PROVIDED PASSAGE:
_ _ _ _

Cardinality estimate of the inner relation

Frédéric Yhuel <frederic.yhuel@xxxxxxxxxx> · Fri, 22 Nov 2024 16:53:39 +0100

My colleague Christophe Courtois and I have been trying to fix a bad 
plan for one of Dalibo's clients. It is a (probably well-known) problem 
with skewed data and a parameterized Nested Loop with an underestimation 
of the cardinality of the inner relation.

Here is a test case (the script to create and populate the two tables is 
at the end):

EXPLAIN (ANALYZE, SETTINGS)
  SELECT name, sum(quantity)
  FROM products p
  JOIN orders o ON (p.id = o.product_id)
  WHERE p.name = 'babar'        /*    28% of orders    */
  GROUP BY name;

QUERY PLAN 

--------------------------------------------------------------------------------------------------------------------------------------------------
 GroupAggregate  (cost=5.50..1022.27 rows=1 width=40) (actual 
time=66.213..66.215 rows=1 loops=1)
   ->  Nested Loop  (cost=5.50..1019.29 rows=1189 width=36) (actual 
time=0.083..56.991 rows=320000 loops=1)

_ _ _ _

Contour labeling records:
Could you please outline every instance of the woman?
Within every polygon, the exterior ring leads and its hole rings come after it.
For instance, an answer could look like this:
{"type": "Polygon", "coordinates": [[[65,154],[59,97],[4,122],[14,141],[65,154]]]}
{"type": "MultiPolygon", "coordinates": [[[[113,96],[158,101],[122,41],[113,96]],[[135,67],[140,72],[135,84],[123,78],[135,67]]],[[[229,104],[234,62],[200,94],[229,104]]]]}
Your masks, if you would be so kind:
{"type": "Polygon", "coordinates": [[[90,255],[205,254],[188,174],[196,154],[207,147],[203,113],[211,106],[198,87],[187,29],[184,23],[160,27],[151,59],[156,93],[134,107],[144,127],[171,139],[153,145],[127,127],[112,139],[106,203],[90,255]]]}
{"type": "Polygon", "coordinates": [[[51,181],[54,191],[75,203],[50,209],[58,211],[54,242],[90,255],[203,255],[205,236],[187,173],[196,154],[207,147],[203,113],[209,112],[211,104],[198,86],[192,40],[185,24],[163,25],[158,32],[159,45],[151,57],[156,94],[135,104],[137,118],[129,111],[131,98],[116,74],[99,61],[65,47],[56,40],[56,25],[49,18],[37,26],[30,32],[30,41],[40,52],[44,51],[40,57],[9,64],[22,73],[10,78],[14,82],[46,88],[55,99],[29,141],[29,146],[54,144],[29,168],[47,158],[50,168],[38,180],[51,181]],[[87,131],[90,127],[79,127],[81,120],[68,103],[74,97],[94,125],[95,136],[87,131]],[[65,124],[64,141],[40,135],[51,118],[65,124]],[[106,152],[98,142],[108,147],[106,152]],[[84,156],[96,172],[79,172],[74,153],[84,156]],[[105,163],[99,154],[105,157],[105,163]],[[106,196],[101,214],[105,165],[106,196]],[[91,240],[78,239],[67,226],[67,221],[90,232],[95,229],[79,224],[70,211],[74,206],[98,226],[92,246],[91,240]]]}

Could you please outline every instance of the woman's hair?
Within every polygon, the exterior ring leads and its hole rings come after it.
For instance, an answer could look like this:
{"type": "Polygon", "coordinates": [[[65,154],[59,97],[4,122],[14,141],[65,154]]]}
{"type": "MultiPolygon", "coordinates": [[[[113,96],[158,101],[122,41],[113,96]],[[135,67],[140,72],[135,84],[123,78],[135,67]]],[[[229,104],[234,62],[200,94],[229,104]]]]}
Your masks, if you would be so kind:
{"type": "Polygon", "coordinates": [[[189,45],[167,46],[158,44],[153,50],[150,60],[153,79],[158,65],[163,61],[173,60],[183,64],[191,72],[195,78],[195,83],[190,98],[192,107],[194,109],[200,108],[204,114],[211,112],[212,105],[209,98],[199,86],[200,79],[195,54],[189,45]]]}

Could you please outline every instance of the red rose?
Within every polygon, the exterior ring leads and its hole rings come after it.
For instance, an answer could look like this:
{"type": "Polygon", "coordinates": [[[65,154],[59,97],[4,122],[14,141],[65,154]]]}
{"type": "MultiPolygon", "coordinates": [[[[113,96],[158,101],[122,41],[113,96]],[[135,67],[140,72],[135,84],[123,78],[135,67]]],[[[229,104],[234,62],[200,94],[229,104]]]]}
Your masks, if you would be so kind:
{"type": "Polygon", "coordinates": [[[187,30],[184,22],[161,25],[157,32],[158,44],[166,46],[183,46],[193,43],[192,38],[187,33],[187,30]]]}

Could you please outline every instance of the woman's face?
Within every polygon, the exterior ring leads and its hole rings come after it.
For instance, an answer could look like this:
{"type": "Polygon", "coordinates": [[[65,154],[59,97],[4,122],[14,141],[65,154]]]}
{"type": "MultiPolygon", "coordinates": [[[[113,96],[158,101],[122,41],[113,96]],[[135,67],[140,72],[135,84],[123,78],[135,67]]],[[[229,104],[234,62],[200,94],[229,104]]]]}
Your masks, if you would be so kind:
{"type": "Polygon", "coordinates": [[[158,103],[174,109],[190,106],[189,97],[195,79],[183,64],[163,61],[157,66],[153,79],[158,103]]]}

_ _ _ _

EXERCISE TASK 1: In the cardinality estimate post, what share of orders does the comment in the test query give for the product named 'babar'?
EXERCISE TASK 2: Carry on the cardinality estimate post from where it stops.

EXPECTED ANSWER 1: 28% of orders.

EXPECTED ANSWER 2:
         ->  Bitmap Heap Scan on products p  (cost=5.08..250.17 rows=85 
width=40) (actual time=0.058..0.153 rows=80 loops=1)
               Recheck Cond: (name = 'babar'::text)
               Heap Blocks: exact=80
               ->  Bitmap Index Scan on products_name_idx 
(cost=0.00..5.06 rows=85 width=0) (actual time=0.030..0.031 rows=80 loops=1)
                     Index Cond: (name = 'babar'::text)
         ->  Index Scan using orders_product_id_idx on orders o 
(cost=0.43..8.79 rows=26 width=12) (actual time=0.006..0.440 rows=4000 
loops=80)
               Index Cond: (product_id = p.id)
 Planning Time: 0.560 ms
 Execution Time: 66.268 ms

The cardinaly estimate on 'orders' is wrong (26 rows against 4000), 
hence the Nested Loop.
Any other value for product.name gives less rows and a good plan (i.e. 
NL makes more sense).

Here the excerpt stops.